- _Stated task_:
Write out all the lines again, precisely as they stand, but without the images.

- _Data extract_:
▽

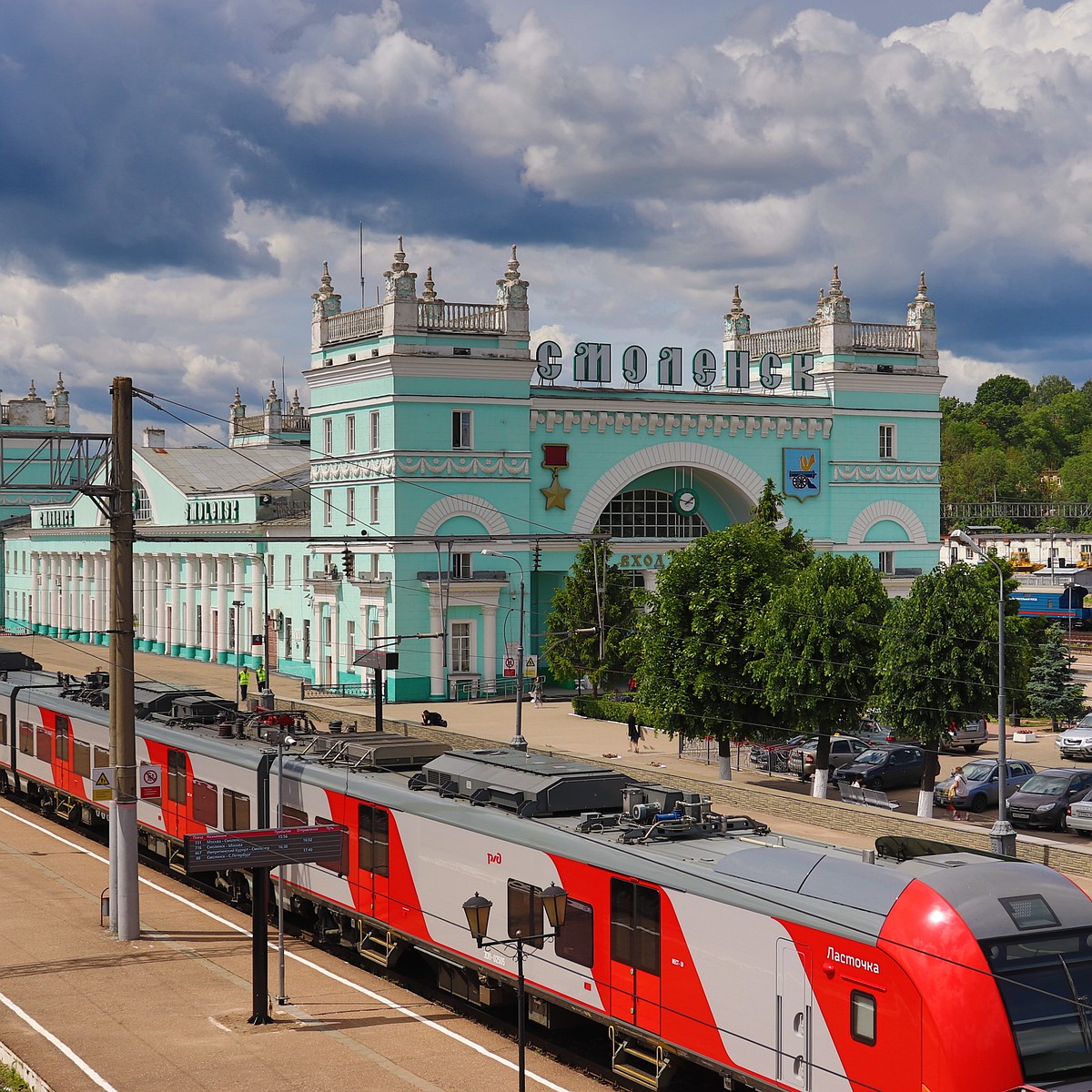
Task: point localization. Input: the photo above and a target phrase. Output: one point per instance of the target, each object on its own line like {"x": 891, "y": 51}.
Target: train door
{"x": 374, "y": 842}
{"x": 634, "y": 954}
{"x": 175, "y": 801}
{"x": 794, "y": 1015}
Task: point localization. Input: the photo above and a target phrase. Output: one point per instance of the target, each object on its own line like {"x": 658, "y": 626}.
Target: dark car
{"x": 885, "y": 765}
{"x": 1042, "y": 800}
{"x": 982, "y": 784}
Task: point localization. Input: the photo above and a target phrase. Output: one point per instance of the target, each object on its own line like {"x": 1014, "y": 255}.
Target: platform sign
{"x": 150, "y": 782}
{"x": 102, "y": 784}
{"x": 263, "y": 849}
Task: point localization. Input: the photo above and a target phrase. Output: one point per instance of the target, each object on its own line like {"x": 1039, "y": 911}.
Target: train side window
{"x": 374, "y": 840}
{"x": 236, "y": 811}
{"x": 176, "y": 776}
{"x": 81, "y": 758}
{"x": 634, "y": 925}
{"x": 863, "y": 1016}
{"x": 205, "y": 803}
{"x": 339, "y": 865}
{"x": 525, "y": 913}
{"x": 63, "y": 738}
{"x": 576, "y": 938}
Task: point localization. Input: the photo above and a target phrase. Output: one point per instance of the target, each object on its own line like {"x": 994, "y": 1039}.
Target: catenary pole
{"x": 125, "y": 899}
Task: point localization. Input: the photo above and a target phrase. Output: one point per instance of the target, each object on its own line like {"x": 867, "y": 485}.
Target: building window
{"x": 461, "y": 429}
{"x": 142, "y": 506}
{"x": 649, "y": 513}
{"x": 887, "y": 441}
{"x": 461, "y": 647}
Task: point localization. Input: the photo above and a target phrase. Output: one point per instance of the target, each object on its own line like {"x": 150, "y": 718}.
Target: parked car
{"x": 1077, "y": 743}
{"x": 970, "y": 737}
{"x": 1079, "y": 816}
{"x": 844, "y": 749}
{"x": 885, "y": 765}
{"x": 1043, "y": 800}
{"x": 982, "y": 784}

△

- _Output_:
Task: point localization. Input: the photo above and a target phrase. Output: one point per instance of the target, each object on its own line like {"x": 891, "y": 51}.
Target: train door
{"x": 374, "y": 842}
{"x": 634, "y": 954}
{"x": 175, "y": 801}
{"x": 794, "y": 1015}
Task: point localization. Input: the photo above and a target phrase. Output: one point per instance of the target, each object on its own line like {"x": 658, "y": 626}.
Target: dark car
{"x": 885, "y": 765}
{"x": 1042, "y": 800}
{"x": 982, "y": 784}
Task: point localization. Input: the photo above and a target phrase. Output: one point per instance of the target, each object on its own line like {"x": 1014, "y": 255}.
Target: platform sign
{"x": 150, "y": 782}
{"x": 102, "y": 784}
{"x": 263, "y": 849}
Task: point localization. Input: the photo above and a target phrase. Output: one point per instance of the target, each object on its own line like {"x": 1039, "y": 911}.
Target: train side window
{"x": 374, "y": 840}
{"x": 236, "y": 811}
{"x": 176, "y": 776}
{"x": 81, "y": 758}
{"x": 634, "y": 925}
{"x": 863, "y": 1016}
{"x": 205, "y": 803}
{"x": 339, "y": 865}
{"x": 525, "y": 913}
{"x": 63, "y": 738}
{"x": 576, "y": 938}
Task: point localization. Input: the photo above and a target phrase. Output: one point per instance of the target, each object on its own line like {"x": 994, "y": 1039}.
Target: catenary pole
{"x": 125, "y": 899}
Task: point localization. Input: the photo above and a target phrase. Output: one point per instance of the target, each object on its own line like {"x": 867, "y": 485}.
Target: building window
{"x": 461, "y": 429}
{"x": 142, "y": 506}
{"x": 649, "y": 513}
{"x": 887, "y": 441}
{"x": 461, "y": 647}
Task: point localization. Input: the photo above and a target phrase. Output: one point per instance of the target, each object on its own line like {"x": 150, "y": 718}.
Target: parked car
{"x": 1077, "y": 743}
{"x": 970, "y": 737}
{"x": 1079, "y": 816}
{"x": 844, "y": 749}
{"x": 885, "y": 765}
{"x": 1043, "y": 800}
{"x": 982, "y": 784}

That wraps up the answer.